╭──
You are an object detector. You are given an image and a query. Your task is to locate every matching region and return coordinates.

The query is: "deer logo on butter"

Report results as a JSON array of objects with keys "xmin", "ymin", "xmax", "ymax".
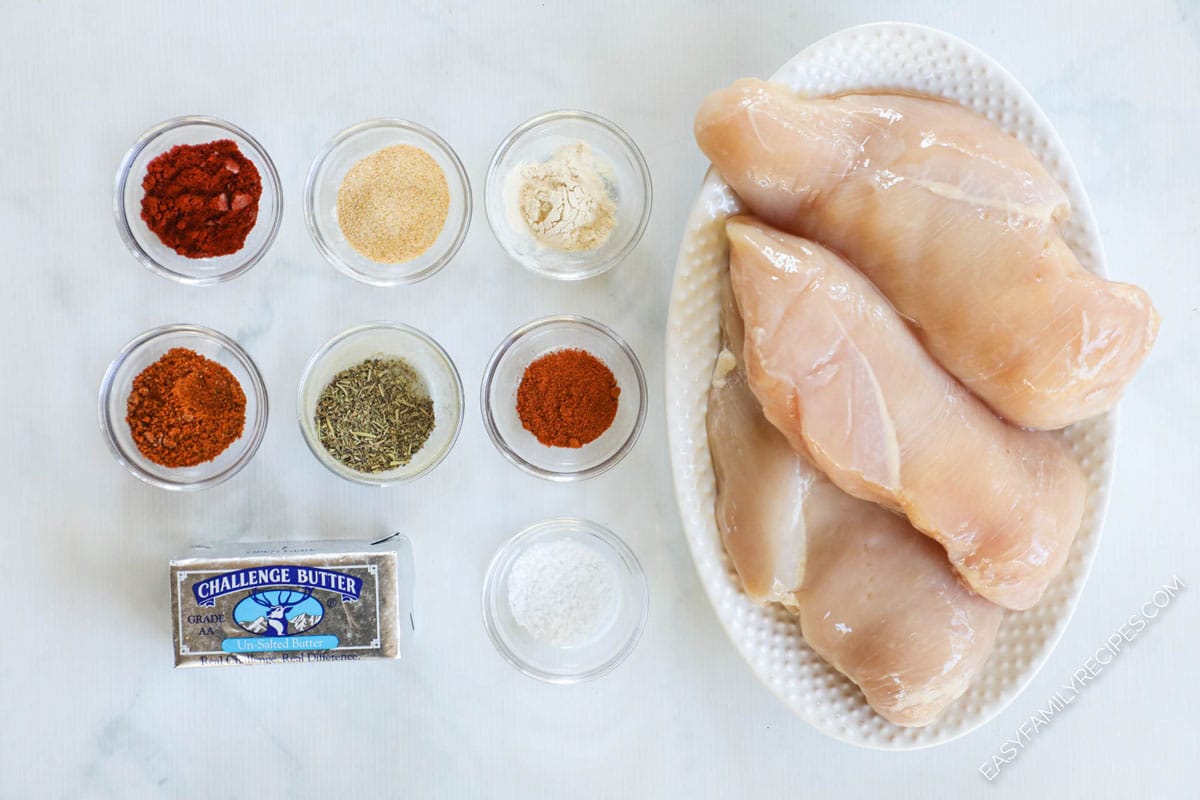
[{"xmin": 235, "ymin": 587, "xmax": 323, "ymax": 636}]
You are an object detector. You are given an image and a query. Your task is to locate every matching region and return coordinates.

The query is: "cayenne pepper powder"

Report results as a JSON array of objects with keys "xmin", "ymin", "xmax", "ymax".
[
  {"xmin": 140, "ymin": 140, "xmax": 262, "ymax": 258},
  {"xmin": 516, "ymin": 349, "xmax": 620, "ymax": 448},
  {"xmin": 126, "ymin": 348, "xmax": 247, "ymax": 468}
]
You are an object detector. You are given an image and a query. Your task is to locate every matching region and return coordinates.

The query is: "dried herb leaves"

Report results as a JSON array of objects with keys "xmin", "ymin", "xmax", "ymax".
[{"xmin": 315, "ymin": 357, "xmax": 434, "ymax": 473}]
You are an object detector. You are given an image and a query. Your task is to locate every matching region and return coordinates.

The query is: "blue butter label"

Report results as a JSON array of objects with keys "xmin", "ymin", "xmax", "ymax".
[{"xmin": 222, "ymin": 635, "xmax": 340, "ymax": 652}]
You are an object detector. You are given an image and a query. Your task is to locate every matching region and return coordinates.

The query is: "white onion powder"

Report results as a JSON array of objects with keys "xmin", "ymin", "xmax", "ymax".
[{"xmin": 507, "ymin": 538, "xmax": 619, "ymax": 648}]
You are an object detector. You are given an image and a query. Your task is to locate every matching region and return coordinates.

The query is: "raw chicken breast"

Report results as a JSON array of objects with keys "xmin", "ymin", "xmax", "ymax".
[
  {"xmin": 708, "ymin": 284, "xmax": 809, "ymax": 606},
  {"xmin": 696, "ymin": 79, "xmax": 1159, "ymax": 430},
  {"xmin": 708, "ymin": 278, "xmax": 1003, "ymax": 727},
  {"xmin": 727, "ymin": 217, "xmax": 1086, "ymax": 610}
]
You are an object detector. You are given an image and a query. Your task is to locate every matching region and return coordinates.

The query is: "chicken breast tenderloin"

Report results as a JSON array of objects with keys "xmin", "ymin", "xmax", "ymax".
[{"xmin": 708, "ymin": 279, "xmax": 810, "ymax": 607}]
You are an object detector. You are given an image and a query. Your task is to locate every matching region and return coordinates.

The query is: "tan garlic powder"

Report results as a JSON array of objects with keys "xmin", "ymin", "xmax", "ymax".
[{"xmin": 336, "ymin": 145, "xmax": 450, "ymax": 263}]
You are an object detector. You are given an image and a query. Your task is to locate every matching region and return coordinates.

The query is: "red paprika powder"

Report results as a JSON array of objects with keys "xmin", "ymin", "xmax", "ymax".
[
  {"xmin": 516, "ymin": 348, "xmax": 620, "ymax": 448},
  {"xmin": 140, "ymin": 140, "xmax": 262, "ymax": 258},
  {"xmin": 126, "ymin": 348, "xmax": 247, "ymax": 468}
]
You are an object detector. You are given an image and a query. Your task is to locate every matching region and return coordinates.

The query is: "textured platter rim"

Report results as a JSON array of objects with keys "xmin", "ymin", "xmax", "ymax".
╰──
REQUIRED ACTION — Transcribe every record above exactly, leaving out the pictures.

COMPLETED EXERCISE —
You are an object detector. You are given an image and a query. Your task is to locate every matching region and return coordinates.

The query is: "deer logo on butter"

Report results as a JSON array of objects with keys "xmin", "ymin", "xmax", "ymax".
[{"xmin": 235, "ymin": 587, "xmax": 323, "ymax": 636}]
You are an object detector. You are given an image and a query. Your task is to locate every matching region and return coordinates.

The query is: "cayenne pepper powder"

Report results as a JSON array of objects with keys "xmin", "ymin", "xmax", "ymax".
[
  {"xmin": 140, "ymin": 140, "xmax": 262, "ymax": 258},
  {"xmin": 516, "ymin": 349, "xmax": 620, "ymax": 448},
  {"xmin": 126, "ymin": 348, "xmax": 247, "ymax": 468}
]
You are an object detector. You are given an image and a query. Your task is to locate every matching region and return coordinates.

The query is: "dried herb leaves"

Report results as a JSON array of objects with keys "xmin", "ymin", "xmax", "ymax".
[{"xmin": 315, "ymin": 357, "xmax": 434, "ymax": 473}]
You are an object detector. You are given an image and a query. Your task is to locate every matching region and return coordinates.

The query is: "blue butter label"

Report results as a JSON array of objects with keys "xmin", "ymin", "xmax", "ymax".
[{"xmin": 222, "ymin": 635, "xmax": 340, "ymax": 652}]
You are an object detector. You are given an image and a query. Your task is to locate every matching region and return coordinates.

The query is: "white onion powder"

Report results as a JSON array of objects with keys "xmin", "ymin", "xmax", "ymax".
[{"xmin": 507, "ymin": 538, "xmax": 619, "ymax": 648}]
You are an object detector. You are given an image and a query. Your task is to locate every matching region and return coordinates.

The query is: "raw chicken breast"

Report results as a JSON array of objects with keys "xmin", "ymin", "xmax", "ymax".
[
  {"xmin": 708, "ymin": 284, "xmax": 809, "ymax": 606},
  {"xmin": 696, "ymin": 79, "xmax": 1159, "ymax": 430},
  {"xmin": 708, "ymin": 278, "xmax": 1003, "ymax": 727},
  {"xmin": 727, "ymin": 217, "xmax": 1086, "ymax": 610}
]
You are an object detector. You are given an image and a query. Your task is to locate every matching region and return coordinates.

The query is: "chicken breast tenderloin"

Report results as a JSON array of objects with keys "xmin", "ymin", "xmax", "ymax".
[{"xmin": 708, "ymin": 279, "xmax": 810, "ymax": 607}]
You are an object detector. You are given an image and a query. Your task is to locate every matching region and return coordinates.

The query is: "tan garlic powder"

Report results as a JSON array of objects with keys "xmin", "ymin", "xmax", "ymax".
[{"xmin": 336, "ymin": 145, "xmax": 450, "ymax": 263}]
You are an object detector. You are given an image and a query. Your task is to locate every matching region and return coordinates.

The query is: "red paprika powder"

Report results as a JSON array of objects with keys "xmin", "ymin", "xmax", "ymax".
[
  {"xmin": 516, "ymin": 348, "xmax": 620, "ymax": 448},
  {"xmin": 140, "ymin": 140, "xmax": 262, "ymax": 258},
  {"xmin": 126, "ymin": 348, "xmax": 247, "ymax": 468}
]
You are an object detector. You are given an image and a query. Your task is to locate every matching region and return coordinates.

The query is: "textured platter rim"

Report results as a JSON array of objects with keys "xmin", "ymin", "xmax", "ymax".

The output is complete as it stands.